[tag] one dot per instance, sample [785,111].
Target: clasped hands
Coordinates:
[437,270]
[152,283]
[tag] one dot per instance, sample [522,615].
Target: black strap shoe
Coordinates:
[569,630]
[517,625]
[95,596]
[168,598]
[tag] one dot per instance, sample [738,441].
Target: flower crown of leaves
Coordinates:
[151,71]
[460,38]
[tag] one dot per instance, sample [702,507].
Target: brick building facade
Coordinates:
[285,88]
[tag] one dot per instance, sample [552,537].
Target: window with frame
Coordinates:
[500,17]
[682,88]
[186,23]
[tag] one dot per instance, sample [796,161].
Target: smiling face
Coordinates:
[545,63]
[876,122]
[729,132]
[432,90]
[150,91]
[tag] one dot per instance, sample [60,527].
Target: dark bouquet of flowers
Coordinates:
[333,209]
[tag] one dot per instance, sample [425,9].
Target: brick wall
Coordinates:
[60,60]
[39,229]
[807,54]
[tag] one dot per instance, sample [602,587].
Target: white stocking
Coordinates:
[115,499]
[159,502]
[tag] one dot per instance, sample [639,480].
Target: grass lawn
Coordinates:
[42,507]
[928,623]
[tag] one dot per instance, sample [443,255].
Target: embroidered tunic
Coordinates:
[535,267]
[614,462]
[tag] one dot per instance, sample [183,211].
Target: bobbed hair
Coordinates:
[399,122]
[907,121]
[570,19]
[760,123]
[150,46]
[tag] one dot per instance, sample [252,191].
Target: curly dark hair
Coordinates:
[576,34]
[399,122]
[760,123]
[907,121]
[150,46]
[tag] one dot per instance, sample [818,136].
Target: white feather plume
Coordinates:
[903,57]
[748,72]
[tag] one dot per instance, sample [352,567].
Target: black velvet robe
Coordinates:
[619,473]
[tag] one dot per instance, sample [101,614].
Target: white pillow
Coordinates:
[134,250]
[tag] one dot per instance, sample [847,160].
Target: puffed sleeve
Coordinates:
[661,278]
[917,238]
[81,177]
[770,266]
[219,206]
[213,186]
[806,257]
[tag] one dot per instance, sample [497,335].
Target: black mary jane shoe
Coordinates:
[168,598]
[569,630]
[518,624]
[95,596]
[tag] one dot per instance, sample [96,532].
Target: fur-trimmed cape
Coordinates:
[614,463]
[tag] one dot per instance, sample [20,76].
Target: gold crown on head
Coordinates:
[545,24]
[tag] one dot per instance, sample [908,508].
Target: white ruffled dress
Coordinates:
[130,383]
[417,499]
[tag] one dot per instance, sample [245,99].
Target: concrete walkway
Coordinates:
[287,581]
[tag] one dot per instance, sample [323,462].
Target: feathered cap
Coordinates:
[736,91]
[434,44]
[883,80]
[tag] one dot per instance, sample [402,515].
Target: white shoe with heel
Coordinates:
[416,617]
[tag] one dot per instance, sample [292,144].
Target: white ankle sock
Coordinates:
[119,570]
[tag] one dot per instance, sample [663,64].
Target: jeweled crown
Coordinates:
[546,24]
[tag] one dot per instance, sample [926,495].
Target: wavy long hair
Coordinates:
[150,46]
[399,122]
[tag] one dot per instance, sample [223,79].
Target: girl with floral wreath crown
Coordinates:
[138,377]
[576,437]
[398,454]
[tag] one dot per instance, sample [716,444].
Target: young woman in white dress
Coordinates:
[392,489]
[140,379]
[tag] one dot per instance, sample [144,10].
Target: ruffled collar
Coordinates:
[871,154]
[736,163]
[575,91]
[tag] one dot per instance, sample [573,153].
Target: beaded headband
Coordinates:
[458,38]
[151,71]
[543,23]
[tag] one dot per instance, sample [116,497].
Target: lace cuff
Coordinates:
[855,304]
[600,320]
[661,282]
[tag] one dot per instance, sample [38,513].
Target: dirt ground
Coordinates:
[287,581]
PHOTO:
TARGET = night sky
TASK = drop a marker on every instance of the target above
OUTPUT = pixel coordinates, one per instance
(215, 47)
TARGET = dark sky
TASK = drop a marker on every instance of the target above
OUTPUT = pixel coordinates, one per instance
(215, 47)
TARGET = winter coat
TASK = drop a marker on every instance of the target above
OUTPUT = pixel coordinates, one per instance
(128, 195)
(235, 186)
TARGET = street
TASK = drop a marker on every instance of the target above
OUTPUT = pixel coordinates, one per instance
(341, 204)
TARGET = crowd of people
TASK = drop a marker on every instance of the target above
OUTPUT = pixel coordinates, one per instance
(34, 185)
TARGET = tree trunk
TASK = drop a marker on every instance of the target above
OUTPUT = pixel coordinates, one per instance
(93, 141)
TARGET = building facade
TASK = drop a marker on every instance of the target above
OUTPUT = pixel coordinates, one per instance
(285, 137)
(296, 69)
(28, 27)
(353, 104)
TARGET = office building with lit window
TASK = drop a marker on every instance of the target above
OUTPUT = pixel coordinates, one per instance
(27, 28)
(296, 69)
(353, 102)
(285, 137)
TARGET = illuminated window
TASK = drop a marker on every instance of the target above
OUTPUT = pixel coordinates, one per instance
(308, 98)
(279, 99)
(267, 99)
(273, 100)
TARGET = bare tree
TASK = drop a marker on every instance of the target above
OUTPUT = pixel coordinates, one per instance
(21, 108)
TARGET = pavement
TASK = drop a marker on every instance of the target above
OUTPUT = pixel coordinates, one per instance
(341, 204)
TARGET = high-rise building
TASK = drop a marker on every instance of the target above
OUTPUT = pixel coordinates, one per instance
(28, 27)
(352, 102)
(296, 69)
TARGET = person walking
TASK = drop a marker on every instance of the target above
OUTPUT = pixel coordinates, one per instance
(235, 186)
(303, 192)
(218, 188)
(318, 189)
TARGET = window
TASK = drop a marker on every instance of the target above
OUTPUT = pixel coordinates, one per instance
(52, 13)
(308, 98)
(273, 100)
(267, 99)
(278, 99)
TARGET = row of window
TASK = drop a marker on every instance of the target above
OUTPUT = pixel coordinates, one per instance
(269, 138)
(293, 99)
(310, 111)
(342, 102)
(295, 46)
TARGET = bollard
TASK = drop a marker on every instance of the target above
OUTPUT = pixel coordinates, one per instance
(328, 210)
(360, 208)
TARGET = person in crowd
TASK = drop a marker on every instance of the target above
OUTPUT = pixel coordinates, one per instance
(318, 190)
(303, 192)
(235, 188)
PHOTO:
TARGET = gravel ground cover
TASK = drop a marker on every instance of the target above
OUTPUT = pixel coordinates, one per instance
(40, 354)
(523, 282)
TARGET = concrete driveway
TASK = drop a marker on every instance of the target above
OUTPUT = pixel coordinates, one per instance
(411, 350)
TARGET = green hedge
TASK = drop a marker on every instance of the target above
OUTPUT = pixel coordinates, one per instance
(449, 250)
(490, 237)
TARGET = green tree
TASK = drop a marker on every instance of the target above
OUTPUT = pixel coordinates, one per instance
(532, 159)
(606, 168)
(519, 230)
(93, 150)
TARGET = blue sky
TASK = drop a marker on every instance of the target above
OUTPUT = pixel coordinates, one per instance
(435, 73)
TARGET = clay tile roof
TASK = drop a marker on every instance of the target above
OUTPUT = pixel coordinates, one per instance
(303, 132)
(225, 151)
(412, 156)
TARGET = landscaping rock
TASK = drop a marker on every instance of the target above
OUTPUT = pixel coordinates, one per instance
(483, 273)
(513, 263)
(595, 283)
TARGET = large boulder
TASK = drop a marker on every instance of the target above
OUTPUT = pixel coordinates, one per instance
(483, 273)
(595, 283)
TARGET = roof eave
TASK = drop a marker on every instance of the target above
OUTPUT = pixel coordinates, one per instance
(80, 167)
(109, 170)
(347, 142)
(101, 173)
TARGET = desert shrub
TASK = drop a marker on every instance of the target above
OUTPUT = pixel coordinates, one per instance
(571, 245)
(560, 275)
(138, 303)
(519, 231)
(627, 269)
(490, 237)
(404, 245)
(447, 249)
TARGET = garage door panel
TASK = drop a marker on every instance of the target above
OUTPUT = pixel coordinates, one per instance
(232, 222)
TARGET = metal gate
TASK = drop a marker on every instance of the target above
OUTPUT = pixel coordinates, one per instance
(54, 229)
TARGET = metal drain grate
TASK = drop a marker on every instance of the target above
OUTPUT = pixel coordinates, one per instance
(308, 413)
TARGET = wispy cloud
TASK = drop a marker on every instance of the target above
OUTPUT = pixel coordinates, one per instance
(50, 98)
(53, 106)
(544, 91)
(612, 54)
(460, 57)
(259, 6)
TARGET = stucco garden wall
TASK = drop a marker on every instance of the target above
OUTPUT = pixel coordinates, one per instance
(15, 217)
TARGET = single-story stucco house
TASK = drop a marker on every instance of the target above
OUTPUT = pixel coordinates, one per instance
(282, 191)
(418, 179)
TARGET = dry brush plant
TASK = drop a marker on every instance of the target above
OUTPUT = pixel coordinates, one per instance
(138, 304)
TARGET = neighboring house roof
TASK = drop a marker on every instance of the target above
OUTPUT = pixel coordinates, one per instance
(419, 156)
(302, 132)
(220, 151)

EXERCISE AIM:
Reproducing the whole listing above is not the task. Copy exactly only the lines from the one with "Target: concrete walkway" to the one with "TARGET = crowd of people", both kept.

REPLY TO THE TASK:
Target: concrete walkway
Coordinates:
[287,581]
[tag] one dot per instance, sample [323,462].
Target: feathered cap
Coordinates:
[736,91]
[434,44]
[883,80]
[tag] one dot per instance, sample [402,515].
Target: white shoe with heel
Coordinates:
[416,617]
[tag] one dot per instance, sample [292,144].
Target: white ankle sock
Coordinates:
[119,570]
[tag] one dot per instance, sample [663,64].
Target: jeweled crown
Coordinates:
[546,24]
[tag] one dot per instance, sample [926,495].
Target: wavy long hair
Coordinates:
[150,46]
[399,122]
[tag] one dot per instance, sample [223,79].
Target: girl with floral wreath crown
Coordinates:
[138,377]
[576,437]
[398,454]
[tag] one dot per instance, sample [716,444].
Target: young woman in white dress
Coordinates:
[392,489]
[140,379]
[tag] one dot per instance, sample [144,10].
Target: ruffled collar
Coordinates:
[871,154]
[736,163]
[575,91]
[tag] one dot per instance, sample [573,153].
Target: beaded headband
Coordinates:
[458,38]
[151,71]
[543,23]
[tag] one dot per instance, sample [116,497].
Target: lace cuff
Coordinates:
[855,304]
[600,320]
[661,282]
[tag] one dot per instance, sample [38,513].
Target: dirt ground
Coordinates:
[287,581]
PHOTO:
TARGET = night sky
TASK = drop a marker on every instance of the target above
OUTPUT = pixel coordinates, one per instance
(215, 47)
TARGET = dark sky
TASK = drop a marker on every instance of the target above
OUTPUT = pixel coordinates, one per instance
(215, 47)
TARGET = winter coat
TASK = drop a marker on every instance of the target above
OUTPUT = pixel coordinates, one per instance
(128, 195)
(235, 186)
TARGET = street
TASK = drop a marker on every instance of the target above
OUTPUT = pixel coordinates, one per instance
(341, 204)
TARGET = crowd of people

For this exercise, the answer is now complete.